* **Blok Teks**
☆ ☆ ☆ ☆ ☆

Menaklukkan "Hasrat Belanja" Jelang Lebaran, Cara Meniti Senyuman di Hari Idul Fitri
Lebaran sebentar lagi, belanja Apa?
Sebagai orangtua sekaligus Ayah dari 4 orang anak, menyimak pertanyaan yang menjadi tema samber hari ke-24 ini, sejujurnya membuat pikiranku semakin kusut. Hiks...
Secara psikologis, ketika pergerakan jumlah hari kurang dari satu minggu lagi menjelang lebaran, pertanyaan itu bisa berubah menjadi mimpi buruk yang betah magang di akhir-akhir Ramadan.
Di media massa, entah media elektronik, media cetak hingga media sosial. Tiada waktu, tanpa bujukan "hayuk berbelanja!".
Suguhan berbagai produk berseliweran! Memanjakan mata dengan tawaran harga yang menggiurkan. Membuat jiwa-jiwa konsumtif yang semula terpenjara, jadi meronta-ronta.
Mulai dari bahan bangunan, setidaknya cat rumah, pakaian, hingga makanan datang bertamu di kelopak mata.
"Kalau ruang tamu diganti warna biru, keren, Yah!"
"Yah! Ada mukenah bagus. Harganya lumayan. Cocok untuk salat Id."
"Kita beli kue kering buatan Bude aja, Yah! Harganya lebih murah!"
Aih, terkadang aku berpikir. Coba aja, sesekali kita semua sepakat tak ada lebaran! Namun, itu sesuatu yang tak mungkin, ya?

☆ ☆ ☆ ☆ ☆

* **Baris Data**
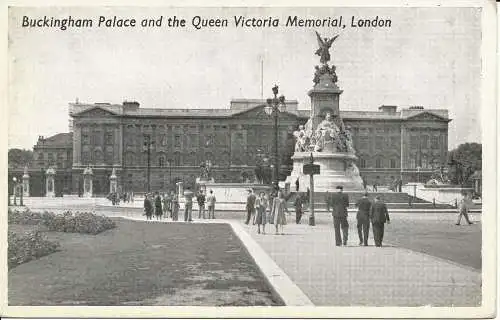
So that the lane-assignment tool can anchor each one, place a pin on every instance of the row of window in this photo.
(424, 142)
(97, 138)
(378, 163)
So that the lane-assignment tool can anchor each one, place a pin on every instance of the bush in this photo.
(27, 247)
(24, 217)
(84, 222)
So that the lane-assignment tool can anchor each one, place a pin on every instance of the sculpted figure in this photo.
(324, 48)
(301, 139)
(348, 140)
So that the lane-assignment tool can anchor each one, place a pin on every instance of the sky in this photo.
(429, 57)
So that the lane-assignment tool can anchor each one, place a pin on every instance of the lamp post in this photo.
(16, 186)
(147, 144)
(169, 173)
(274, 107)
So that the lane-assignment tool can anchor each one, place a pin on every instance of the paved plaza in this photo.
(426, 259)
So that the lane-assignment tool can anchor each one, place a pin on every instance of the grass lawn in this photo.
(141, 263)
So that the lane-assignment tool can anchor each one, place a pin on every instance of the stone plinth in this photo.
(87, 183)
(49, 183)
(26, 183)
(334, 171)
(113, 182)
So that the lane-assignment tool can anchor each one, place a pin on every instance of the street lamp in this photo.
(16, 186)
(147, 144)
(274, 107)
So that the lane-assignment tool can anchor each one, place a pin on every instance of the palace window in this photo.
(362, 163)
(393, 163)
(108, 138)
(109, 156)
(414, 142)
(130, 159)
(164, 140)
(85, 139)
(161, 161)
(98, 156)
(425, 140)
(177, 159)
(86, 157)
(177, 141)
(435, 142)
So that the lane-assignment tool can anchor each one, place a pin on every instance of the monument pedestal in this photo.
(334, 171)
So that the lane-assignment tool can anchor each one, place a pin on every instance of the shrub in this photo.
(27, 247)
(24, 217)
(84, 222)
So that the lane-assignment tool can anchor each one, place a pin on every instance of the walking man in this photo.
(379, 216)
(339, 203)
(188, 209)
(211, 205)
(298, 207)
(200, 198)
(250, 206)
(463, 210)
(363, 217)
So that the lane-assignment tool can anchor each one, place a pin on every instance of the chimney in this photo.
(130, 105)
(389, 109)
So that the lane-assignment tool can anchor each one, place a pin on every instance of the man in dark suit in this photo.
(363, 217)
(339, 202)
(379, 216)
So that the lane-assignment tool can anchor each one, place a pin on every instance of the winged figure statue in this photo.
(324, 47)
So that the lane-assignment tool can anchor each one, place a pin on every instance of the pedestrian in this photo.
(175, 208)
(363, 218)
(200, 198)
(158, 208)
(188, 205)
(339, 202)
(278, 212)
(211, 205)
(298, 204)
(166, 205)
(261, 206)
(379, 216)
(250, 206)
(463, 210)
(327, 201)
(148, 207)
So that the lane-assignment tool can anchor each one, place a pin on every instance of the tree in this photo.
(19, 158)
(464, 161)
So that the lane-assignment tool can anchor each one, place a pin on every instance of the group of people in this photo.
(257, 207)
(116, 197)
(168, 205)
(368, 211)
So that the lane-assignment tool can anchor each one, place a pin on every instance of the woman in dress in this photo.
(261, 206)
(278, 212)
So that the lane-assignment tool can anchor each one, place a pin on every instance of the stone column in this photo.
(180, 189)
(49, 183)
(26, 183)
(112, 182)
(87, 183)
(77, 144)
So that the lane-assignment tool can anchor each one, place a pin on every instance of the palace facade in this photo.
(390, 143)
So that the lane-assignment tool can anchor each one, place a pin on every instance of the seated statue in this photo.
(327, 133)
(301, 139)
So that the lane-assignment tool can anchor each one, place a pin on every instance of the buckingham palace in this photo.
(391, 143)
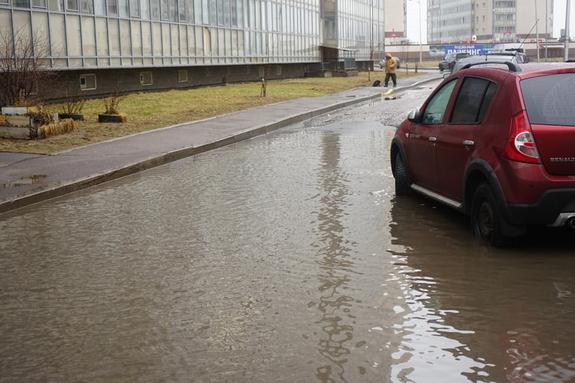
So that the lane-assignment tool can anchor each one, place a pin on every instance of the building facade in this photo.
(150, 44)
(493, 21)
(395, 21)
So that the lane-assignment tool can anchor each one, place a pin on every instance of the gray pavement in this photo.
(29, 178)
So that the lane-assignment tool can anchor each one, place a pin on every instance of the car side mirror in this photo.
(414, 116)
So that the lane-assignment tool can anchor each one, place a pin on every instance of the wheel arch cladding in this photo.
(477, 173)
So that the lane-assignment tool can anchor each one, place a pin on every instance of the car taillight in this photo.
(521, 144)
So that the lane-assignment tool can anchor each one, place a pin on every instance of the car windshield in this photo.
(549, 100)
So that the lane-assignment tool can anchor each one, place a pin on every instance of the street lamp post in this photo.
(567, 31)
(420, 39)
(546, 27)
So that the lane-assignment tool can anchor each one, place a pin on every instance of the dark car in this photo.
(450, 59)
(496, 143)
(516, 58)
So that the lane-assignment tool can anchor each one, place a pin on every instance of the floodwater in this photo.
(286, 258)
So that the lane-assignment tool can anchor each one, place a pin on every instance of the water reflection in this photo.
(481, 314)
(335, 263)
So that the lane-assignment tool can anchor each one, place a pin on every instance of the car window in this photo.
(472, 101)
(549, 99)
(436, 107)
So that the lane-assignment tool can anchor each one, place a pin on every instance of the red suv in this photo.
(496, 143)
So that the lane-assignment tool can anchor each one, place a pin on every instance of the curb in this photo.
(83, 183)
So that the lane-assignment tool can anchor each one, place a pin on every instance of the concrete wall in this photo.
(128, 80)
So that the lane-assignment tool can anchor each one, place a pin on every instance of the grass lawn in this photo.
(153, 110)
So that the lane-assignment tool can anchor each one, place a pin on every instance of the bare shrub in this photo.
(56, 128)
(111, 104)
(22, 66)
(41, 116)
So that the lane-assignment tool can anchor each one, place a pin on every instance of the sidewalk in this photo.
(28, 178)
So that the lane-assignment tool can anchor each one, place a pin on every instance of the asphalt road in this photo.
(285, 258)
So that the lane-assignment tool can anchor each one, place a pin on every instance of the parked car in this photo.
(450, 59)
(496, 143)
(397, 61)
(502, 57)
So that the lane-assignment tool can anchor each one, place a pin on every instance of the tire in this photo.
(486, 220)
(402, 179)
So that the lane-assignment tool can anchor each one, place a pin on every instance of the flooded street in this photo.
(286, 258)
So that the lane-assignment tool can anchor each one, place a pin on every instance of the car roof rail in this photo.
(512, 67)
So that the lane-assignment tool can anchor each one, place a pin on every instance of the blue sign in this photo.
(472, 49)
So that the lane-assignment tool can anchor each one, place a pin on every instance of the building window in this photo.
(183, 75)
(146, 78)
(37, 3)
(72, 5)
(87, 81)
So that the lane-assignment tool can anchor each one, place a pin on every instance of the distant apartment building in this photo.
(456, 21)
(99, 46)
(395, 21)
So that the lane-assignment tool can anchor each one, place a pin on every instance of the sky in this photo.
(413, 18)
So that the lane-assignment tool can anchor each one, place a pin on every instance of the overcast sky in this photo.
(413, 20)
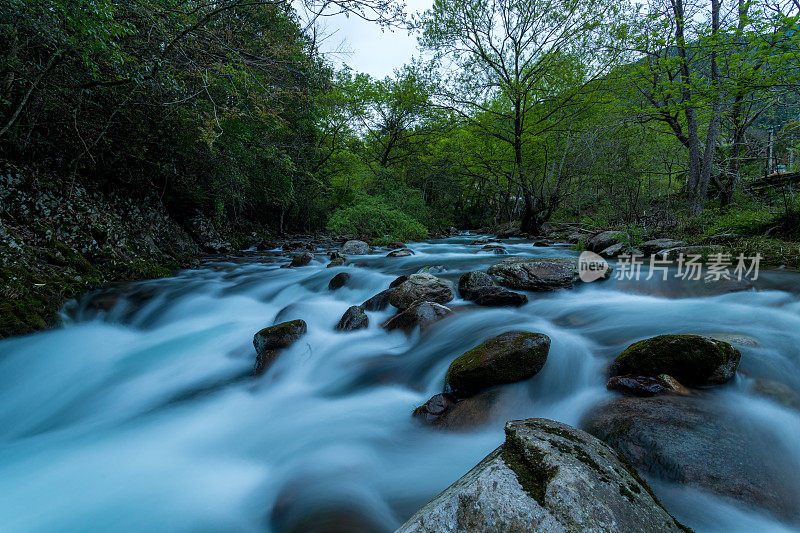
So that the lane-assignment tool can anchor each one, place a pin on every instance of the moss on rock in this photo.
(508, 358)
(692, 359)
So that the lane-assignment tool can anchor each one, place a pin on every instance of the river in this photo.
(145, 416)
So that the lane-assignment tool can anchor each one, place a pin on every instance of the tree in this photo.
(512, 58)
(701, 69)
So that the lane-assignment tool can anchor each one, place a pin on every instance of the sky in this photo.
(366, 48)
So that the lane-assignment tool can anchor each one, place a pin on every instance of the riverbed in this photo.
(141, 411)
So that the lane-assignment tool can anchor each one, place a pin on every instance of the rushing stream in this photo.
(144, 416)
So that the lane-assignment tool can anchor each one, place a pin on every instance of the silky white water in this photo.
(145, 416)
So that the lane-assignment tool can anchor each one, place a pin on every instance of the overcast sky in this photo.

☆ ☆ ☆ ☆ ☆

* **Ketentuan Tugas**
Cetak tanpa perubahan bagian teks tentang belanja jelang Lebaran, mulai dari "Suguhan berbagai produk" dan berlanjut sampai "tak mungkin, ya?". Baris-baris data ini merupakan bahan tersendiri yang terpisah dari teks.

* **Jawaban Tugas**
Suguhan berbagai produk berseliweran! Memanjakan mata dengan tawaran harga yang menggiurkan. Membuat jiwa-jiwa konsumtif yang semula terpenjara, jadi meronta-ronta.
Mulai dari bahan bangunan, setidaknya cat rumah, pakaian, hingga makanan datang bertamu di kelopak mata.
"Kalau ruang tamu diganti warna biru, keren, Yah!"
"Yah! Ada mukenah bagus. Harganya lumayan. Cocok untuk salat Id."
"Kita beli kue kering buatan Bude aja, Yah! Harganya lebih murah!"
Aih, terkadang aku berpikir. Coba aja, sesekali kita semua sepakat tak ada lebaran! Namun, itu sesuatu yang tak mungkin, ya?